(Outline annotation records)

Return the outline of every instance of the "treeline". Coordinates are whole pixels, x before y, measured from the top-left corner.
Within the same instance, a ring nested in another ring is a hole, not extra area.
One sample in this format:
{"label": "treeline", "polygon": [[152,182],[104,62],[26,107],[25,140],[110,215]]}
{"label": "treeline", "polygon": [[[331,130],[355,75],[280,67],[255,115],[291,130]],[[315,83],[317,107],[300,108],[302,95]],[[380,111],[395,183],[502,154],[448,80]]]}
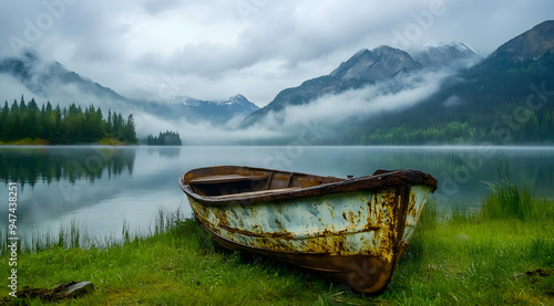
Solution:
{"label": "treeline", "polygon": [[124,144],[137,144],[133,115],[126,119],[121,114],[107,110],[104,118],[100,107],[93,105],[84,110],[74,103],[60,108],[50,102],[41,107],[34,98],[25,102],[6,101],[0,112],[0,141],[10,143],[21,139],[44,139],[52,145],[92,144],[102,139]]}
{"label": "treeline", "polygon": [[158,136],[148,135],[145,139],[147,146],[182,146],[183,141],[177,131],[160,131]]}

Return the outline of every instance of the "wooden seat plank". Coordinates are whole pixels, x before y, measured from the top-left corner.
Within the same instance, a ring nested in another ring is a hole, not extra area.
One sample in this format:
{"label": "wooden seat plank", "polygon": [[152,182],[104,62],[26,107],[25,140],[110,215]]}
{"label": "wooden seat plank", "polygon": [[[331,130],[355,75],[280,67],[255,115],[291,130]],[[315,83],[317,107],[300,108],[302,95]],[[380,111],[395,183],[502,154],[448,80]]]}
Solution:
{"label": "wooden seat plank", "polygon": [[247,197],[247,196],[259,196],[259,194],[266,194],[266,193],[278,193],[278,192],[284,192],[284,191],[291,191],[291,190],[295,190],[295,189],[299,189],[299,188],[298,187],[289,187],[289,188],[279,188],[279,189],[267,189],[267,190],[247,191],[247,192],[239,192],[239,193],[232,193],[232,194],[213,196],[211,198],[232,199],[232,198],[240,198],[240,197]]}
{"label": "wooden seat plank", "polygon": [[256,180],[265,180],[267,179],[267,175],[261,176],[238,176],[238,175],[228,175],[228,176],[211,176],[205,178],[192,179],[189,181],[191,184],[207,184],[207,183],[223,183],[223,182],[234,182],[234,181],[256,181]]}

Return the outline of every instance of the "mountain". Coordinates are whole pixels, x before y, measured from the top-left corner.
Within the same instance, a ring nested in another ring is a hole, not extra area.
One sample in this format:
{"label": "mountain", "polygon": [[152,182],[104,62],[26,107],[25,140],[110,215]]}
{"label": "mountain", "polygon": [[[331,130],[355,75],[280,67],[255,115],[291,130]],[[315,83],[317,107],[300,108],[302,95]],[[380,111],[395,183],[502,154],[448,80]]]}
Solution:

Your task
Which lines in the records above contain the word "Return"? Give back each of those lines in full.

Result for this task
Return the outline of every instance of the "treeline". Coordinates are whole pixels, x before y, measured from the top-left corner.
Return the outline of every instance of the "wooden seat plank". Coordinates are whole pixels, x before y, measured from the top-left corner.
Return the outline of every instance of the "mountain". Coordinates are whole pixels, x before y, measured from the top-left corner.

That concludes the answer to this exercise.